All the records below must be returned exactly as they stand.
[DATA EXTRACTS — start]
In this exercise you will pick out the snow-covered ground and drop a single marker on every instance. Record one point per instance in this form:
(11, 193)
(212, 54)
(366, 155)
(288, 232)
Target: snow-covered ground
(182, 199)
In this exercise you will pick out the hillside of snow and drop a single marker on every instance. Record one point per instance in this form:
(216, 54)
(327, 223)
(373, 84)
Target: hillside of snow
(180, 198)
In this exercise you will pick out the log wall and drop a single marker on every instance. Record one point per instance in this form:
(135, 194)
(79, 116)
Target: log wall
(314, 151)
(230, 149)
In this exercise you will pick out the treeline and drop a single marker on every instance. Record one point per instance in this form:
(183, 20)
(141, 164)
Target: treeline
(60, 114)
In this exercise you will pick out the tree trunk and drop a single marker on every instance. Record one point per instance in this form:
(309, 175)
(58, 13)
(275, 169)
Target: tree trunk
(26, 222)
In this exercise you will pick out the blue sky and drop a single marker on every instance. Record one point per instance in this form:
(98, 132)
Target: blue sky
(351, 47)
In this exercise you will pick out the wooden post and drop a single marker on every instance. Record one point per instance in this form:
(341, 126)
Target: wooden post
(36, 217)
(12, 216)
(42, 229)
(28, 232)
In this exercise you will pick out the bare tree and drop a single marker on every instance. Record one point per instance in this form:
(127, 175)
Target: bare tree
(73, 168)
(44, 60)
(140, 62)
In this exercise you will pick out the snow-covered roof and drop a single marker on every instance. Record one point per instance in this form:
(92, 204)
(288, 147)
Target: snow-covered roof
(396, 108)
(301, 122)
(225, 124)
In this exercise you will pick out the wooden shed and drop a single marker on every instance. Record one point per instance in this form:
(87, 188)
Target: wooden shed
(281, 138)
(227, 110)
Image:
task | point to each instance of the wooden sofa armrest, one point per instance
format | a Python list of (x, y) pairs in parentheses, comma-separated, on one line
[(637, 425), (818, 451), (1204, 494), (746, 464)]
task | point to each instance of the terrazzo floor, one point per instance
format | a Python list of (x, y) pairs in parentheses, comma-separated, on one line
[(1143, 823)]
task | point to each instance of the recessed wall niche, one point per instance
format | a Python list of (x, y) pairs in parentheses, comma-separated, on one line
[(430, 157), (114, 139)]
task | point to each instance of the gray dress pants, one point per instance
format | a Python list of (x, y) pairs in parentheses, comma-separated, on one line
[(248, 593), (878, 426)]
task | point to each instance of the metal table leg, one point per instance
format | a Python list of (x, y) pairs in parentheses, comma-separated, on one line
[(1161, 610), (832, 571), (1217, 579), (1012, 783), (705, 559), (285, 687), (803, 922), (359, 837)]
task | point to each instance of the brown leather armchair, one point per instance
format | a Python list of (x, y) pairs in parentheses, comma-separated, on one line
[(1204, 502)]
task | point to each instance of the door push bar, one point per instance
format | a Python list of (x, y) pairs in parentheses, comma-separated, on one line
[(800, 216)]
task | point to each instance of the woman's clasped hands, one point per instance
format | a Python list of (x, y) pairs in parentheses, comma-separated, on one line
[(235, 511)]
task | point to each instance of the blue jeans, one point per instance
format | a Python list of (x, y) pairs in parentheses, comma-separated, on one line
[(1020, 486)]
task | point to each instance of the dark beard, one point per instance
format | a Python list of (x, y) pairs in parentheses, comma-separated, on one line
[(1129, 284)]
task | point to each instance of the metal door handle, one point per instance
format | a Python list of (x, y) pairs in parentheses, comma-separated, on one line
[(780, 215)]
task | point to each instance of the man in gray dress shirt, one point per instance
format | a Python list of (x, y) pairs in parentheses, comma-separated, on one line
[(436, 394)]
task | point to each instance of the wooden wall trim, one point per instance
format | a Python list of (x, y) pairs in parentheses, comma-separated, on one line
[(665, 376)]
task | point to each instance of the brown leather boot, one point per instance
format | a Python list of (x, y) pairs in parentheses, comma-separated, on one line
[DATA EXTRACTS — finish]
*COMPLETED EXERCISE*.
In this exercise you will pick out the snow-covered ground and drop a single marker on every instance. Record one point per instance in this form:
(11, 193)
(212, 54)
(366, 155)
(288, 232)
Target: snow-covered ground
(182, 199)
In this exercise you will pick out the hillside of snow and drop a single marker on every instance. Record one point per instance in this form:
(216, 54)
(327, 223)
(373, 84)
Target: hillside of snow
(180, 198)
In this exercise you will pick out the log wall and drop a single marker on every instance. Record one point per instance in this form:
(135, 194)
(79, 116)
Target: log wall
(314, 151)
(230, 149)
In this exercise you will pick out the treeline and drop a single marker on every instance. Record one point per instance in this form:
(183, 20)
(141, 164)
Target: treeline
(60, 114)
In this exercise you will pick out the tree trunk and drop a single marker on every instance. Record one point per instance in this form:
(309, 175)
(58, 13)
(275, 169)
Target: tree trunk
(26, 222)
In this exercise you will pick out the blue sky and drop a single marker on every instance. Record one point per instance in this form:
(98, 132)
Target: blue sky
(351, 47)
In this exercise you will pick out the wooden post and drop a single marker on every instance. Record one point per instance in this form:
(341, 126)
Target: wooden post
(36, 217)
(12, 216)
(42, 229)
(28, 232)
In this exercise you will pick out the bare tree and drop a single marker on every instance. Record one point per instance in this form:
(127, 175)
Target: bare tree
(73, 168)
(44, 60)
(140, 62)
In this exercise you will pick out the snow-covered roof and drop a single marker on every instance. Record one point per instance in this form:
(92, 204)
(288, 147)
Target: snow-covered roof
(396, 108)
(301, 122)
(225, 124)
In this exercise you will pick out the wooden shed and drop a single marker on every instance. Record one point per instance in this form:
(87, 188)
Target: wooden shed
(281, 138)
(227, 110)
Image:
task | point to each instance of the wooden sofa armrest, one point per instance
format | a Python list of (x, y) pairs in parentheses, comma-separated, on one line
[(637, 425), (818, 451), (1204, 494), (746, 464)]
task | point to each instance of the terrazzo floor, one point per instance
format | a Python list of (x, y) pairs in parentheses, comma-separated, on one line
[(1143, 823)]
task | point to each instance of the recessed wall niche, one point per instance
format | a Python list of (x, y) pairs in parentheses, comma-separated, on one line
[(430, 157), (114, 139)]
task | point to each instance of the gray dress pants, one point per instance
format | a Python list of (x, y) pairs in parentheses, comma-separated, on one line
[(248, 593), (878, 426)]
task | point to each instance of the metal table leg, one point per instance
format | a Python list of (x, y) pairs in parentheses, comma-separated, on one line
[(1161, 610), (832, 571), (1217, 579), (1012, 783), (705, 559), (285, 687), (803, 922), (359, 837)]
task | point to each instance of the brown leather armchair, one point per instance
format | a Python list of (x, y) pairs in parentheses, comma-separated, on one line
[(1204, 502)]
task | point to each instance of the door push bar, one point per instance
format | a Python list of (x, y) pairs in parentheses, comma-separated, on one line
[(800, 216)]
task | point to each instance of the woman's clasped hands, one point per instance
format | a Python list of (x, y) pairs in parentheses, comma-separated, on one line
[(235, 511)]
task | point to each instance of the blue jeans, one point per instance
format | a Python list of (x, y) pairs in parentheses, comma-separated, on one line
[(1020, 486)]
task | point to each instance of the dark beard, one point per instance
format | a Python list of (x, y) pairs in parentheses, comma-separated, on one line
[(1129, 284)]
task | point to each instance of the metal door handle, one point per instance
format | a Python list of (x, y) pairs in parentheses, comma-separated, on one line
[(780, 215)]
task | point to each instance of the man in gray dress shirt, one point per instance
format | a Python list of (x, y) pairs in parentheses, comma-separated, on one line
[(436, 394)]
task | point to each instance of the wooden wall trim, one point per instance
format | a Python list of (x, y) pairs in parentheses, comma-separated, on one line
[(665, 376)]
task | point to each instance of the brown leather boot, one point per instance
format | a Python list of (x, y) pairs in parentheses, comma-separated, on one line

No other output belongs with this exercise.